=== Document ===

So I’m sitting here, writing yet another prologue to my book.
Which naturally means I’m procrastinating ridiculously by returning to this poor, neglected blog of mine and spilling out yet more of the ever-tumbling crazy that I never seem to run out of.
Today, I’ve gone AWOL from my original story and stared writing something random about England in 1415. Which somehow morphed into France in 1415.
What the frak this has to do with anything I don’t know, but I feel like anytime I write something that actually sounds good, I’m happy to take what I can get.
And it does sound good, today. Well, goodish. Amazingly.
And for the record, did you know how many hours you can spend on Google looking up info on weapons from the 1400’s? Seriously. Do it and see if you leave your computer after anything less than 2 hours.
As it stands now, the Christmas wish I’ve had since I was three – an Oscar – has now been dumped in favour of a long bow and a catapult that has the potential to launch giant flaming fireballs.
Which I will then use to threaten my way to an Oscar.
I know. The brilliance is OVERWHELMING. Kneel, minions.
As for the book, the more I think about it, the more I think my main character and I are locked in a kind of war of attrition: each trying to wear each other down with potential plotlines. Sometimes it’s like she knows best, sometimes I do.
It’s kind of like having a thumb war with myself. In my head. If that makes sense.
I have an idea, I dump it, pick it up again five years later, suddenly decide it’s shiny, slap it into a random scene I’m tossing around that day, then do it all over again. Sometimes it works, sometimes it doesn’t. But it’s blessed me with the lesson of knowing the value of not throwing stuff out : as long as I’ve got it, I can always go back to it. The other thing I’ve been really blessed with is great encouragement, and when I need it, opportunity.
If I need stuff read, constructively critiqued, brutalised with a red pen – whatever – I have people who are willing to do that.
So essentially, I have it good. Great, even. I write what I love, I’m supported in that, and I am in full control of 100% of the content. I don’t care that I don’t get paid for it – I am so lucky to have the opportunity to do something I’m passionate about, and come hell or high water, what I create is mine, and stays mine.
To be honest, this is something I don’t think I’ve valued as much in the past as I have learned to over the last ten months or so.
Like anything, nothing in life teaches you to appreciate how good you have it, like seeing someone who but for the grace of the Almighty could have been you. To be fair, being either of the particular guys who inspired this creative kick in the pants, for the majority of their careers, would be beyond amazing were it possible.
The first wrote all seven seasons of one of the greatest television shows ever broadcast to a viewing audience, as well as having written countless other shows that boast fans from here to Neptune.
The second has spent his career writing for and about pretty much everything, eventually ending up in writing for that curious business known as sports entertainment, only to become so disenfranchised that he decided to – rather than sit on his arse and rant about it – use his voice to do something about it.
But first, Joss.
The first time I saw Buffy The Vampire Slayer, two things happened.
Firstly, my dad banned me from watching it.
True to form, he was probably right. Rather than focus on things that matter – like maths homework, the historical nature of WWII trench warfare, and trumpet practice – I spent the majority of 1997 fantasising about David Boreanaz’s glory hair and Sarah Michelle Gellar’s ability to successfully wield random weapons at whim.

=== Provided data ===

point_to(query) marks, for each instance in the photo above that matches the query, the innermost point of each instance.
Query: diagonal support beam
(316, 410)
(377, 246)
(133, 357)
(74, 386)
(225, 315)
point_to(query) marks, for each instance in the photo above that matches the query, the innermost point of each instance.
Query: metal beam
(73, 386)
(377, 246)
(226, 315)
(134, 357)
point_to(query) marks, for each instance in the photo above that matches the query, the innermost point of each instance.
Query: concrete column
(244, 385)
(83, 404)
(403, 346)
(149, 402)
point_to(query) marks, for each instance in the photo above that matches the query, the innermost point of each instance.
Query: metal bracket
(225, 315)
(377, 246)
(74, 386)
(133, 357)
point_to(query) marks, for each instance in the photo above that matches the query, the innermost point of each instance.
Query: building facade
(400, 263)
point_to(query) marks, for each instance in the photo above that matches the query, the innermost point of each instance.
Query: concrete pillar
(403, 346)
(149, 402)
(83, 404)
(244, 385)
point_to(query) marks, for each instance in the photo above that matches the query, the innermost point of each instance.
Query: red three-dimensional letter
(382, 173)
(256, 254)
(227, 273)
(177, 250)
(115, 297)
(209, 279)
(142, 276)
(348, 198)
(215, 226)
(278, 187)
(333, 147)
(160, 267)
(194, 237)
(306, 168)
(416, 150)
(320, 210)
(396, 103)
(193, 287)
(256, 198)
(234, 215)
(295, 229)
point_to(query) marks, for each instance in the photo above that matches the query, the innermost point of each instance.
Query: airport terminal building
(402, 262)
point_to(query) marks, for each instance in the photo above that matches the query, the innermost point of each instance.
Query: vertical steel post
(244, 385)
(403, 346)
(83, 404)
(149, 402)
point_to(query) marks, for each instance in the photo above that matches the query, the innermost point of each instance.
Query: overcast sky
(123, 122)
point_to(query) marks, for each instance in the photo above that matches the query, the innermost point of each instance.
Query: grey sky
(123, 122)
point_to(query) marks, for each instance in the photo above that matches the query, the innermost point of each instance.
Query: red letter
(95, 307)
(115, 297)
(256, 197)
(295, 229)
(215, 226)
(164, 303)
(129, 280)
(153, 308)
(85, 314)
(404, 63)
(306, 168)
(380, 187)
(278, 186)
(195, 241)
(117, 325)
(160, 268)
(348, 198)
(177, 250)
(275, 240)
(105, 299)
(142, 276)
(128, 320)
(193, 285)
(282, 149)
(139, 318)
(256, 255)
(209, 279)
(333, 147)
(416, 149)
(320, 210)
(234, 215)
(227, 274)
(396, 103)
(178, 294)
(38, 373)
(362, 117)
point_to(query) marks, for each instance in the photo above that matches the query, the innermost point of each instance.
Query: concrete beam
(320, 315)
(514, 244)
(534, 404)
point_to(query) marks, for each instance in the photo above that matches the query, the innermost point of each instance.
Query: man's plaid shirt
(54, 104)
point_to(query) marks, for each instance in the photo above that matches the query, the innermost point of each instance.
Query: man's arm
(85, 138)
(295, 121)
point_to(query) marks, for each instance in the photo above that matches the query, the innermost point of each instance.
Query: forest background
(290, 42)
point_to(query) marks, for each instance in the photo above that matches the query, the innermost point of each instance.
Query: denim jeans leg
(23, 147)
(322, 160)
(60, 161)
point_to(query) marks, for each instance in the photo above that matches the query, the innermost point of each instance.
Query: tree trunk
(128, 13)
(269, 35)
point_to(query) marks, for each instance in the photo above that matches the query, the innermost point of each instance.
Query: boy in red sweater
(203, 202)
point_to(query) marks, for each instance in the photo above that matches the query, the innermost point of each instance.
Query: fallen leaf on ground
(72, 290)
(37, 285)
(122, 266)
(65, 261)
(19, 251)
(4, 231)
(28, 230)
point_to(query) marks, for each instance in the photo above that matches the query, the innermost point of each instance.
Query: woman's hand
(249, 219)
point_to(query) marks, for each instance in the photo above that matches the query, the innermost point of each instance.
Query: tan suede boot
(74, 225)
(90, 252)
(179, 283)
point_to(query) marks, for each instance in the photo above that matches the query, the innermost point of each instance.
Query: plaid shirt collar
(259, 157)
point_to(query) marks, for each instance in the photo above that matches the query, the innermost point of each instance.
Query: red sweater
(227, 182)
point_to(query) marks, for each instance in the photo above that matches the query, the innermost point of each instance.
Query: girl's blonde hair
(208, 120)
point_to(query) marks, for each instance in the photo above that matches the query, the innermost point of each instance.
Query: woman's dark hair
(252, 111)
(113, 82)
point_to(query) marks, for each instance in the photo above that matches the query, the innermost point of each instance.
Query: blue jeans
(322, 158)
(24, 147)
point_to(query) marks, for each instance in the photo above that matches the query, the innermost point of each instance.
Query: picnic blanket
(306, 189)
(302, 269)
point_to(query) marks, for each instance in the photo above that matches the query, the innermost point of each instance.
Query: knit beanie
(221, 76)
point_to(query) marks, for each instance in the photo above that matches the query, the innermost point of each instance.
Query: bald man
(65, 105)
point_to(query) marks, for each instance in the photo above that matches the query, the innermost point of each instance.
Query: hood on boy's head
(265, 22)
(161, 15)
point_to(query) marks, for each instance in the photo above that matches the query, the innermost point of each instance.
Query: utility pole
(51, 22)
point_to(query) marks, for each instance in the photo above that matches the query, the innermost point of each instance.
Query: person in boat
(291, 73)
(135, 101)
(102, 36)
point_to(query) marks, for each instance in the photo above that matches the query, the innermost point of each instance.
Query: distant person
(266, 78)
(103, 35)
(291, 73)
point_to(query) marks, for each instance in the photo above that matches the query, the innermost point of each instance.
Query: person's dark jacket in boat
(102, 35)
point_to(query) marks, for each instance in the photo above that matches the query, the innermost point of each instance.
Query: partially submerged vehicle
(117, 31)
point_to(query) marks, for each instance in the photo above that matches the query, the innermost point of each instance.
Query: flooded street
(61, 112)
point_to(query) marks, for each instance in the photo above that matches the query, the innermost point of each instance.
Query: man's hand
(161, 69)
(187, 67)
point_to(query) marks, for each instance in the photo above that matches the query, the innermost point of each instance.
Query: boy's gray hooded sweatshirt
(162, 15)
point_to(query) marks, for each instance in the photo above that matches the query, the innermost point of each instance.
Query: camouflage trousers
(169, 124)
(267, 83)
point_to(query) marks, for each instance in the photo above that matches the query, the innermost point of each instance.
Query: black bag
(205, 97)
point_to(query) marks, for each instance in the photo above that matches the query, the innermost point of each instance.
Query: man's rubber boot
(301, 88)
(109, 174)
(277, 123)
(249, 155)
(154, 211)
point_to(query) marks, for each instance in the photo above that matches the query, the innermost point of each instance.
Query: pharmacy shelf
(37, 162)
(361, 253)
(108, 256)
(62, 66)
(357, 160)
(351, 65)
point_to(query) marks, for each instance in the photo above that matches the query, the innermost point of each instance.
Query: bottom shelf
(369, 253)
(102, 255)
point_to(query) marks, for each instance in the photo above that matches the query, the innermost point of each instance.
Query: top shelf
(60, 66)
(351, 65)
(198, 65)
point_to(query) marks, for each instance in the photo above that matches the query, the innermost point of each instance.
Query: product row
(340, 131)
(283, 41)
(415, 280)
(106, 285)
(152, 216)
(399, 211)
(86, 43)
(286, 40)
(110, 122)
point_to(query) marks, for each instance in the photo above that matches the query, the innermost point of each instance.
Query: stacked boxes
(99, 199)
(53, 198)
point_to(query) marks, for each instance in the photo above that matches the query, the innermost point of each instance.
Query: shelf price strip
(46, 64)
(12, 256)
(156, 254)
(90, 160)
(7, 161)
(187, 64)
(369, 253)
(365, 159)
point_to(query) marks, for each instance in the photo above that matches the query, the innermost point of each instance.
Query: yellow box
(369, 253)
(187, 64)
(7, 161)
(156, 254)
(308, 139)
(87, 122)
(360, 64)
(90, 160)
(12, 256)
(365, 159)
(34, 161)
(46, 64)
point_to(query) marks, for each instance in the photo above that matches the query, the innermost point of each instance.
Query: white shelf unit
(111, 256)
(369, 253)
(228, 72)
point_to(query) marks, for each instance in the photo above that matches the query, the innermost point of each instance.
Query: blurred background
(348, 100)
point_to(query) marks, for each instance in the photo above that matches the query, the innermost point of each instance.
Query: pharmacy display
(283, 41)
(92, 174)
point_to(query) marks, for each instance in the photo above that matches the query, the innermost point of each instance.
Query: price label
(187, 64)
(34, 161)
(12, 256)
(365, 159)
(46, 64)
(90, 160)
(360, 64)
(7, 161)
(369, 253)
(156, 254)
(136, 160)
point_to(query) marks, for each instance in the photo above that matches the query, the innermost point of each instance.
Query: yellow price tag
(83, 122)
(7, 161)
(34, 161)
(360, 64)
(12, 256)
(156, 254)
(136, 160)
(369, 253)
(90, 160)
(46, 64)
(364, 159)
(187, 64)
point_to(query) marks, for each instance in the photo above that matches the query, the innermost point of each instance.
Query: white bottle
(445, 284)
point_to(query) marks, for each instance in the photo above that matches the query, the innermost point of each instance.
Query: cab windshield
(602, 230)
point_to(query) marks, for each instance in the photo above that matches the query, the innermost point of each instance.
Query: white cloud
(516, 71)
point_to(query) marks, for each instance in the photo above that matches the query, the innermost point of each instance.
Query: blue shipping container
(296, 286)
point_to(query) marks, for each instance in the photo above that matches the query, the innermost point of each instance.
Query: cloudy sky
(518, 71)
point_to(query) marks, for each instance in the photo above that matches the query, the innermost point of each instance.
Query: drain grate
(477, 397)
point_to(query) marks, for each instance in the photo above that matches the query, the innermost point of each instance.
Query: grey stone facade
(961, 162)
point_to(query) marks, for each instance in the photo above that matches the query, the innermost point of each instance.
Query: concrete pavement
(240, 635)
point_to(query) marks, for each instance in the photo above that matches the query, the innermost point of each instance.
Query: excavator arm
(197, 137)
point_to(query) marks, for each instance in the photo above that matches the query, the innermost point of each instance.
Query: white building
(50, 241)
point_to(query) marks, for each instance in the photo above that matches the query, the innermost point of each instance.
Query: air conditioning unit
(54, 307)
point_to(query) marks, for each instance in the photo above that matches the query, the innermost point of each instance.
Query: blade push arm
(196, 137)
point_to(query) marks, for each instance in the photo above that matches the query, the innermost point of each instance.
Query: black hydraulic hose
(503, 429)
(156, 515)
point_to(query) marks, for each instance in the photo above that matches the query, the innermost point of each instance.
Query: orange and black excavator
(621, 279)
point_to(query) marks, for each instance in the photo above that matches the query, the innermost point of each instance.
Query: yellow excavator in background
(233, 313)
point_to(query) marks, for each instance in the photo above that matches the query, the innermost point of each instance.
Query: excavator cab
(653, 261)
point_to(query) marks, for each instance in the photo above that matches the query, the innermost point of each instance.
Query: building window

===

§ **Task description**
Duplicate the stretch of the blog post from "Which naturally means" through "Well, goodish. Amazingly.". The data is not required for anything here.

§ **Result below**
Which naturally means I’m procrastinating ridiculously by returning to this poor, neglected blog of mine and spilling out yet more of the ever-tumbling crazy that I never seem to run out of.
Today, I’ve gone AWOL from my original story and stared writing something random about England in 1415. Which somehow morphed into France in 1415.
What the frak this has to do with anything I don’t know, but I feel like anytime I write something that actually sounds good, I’m happy to take what I can get.
And it does sound good, today. Well, goodish. Amazingly.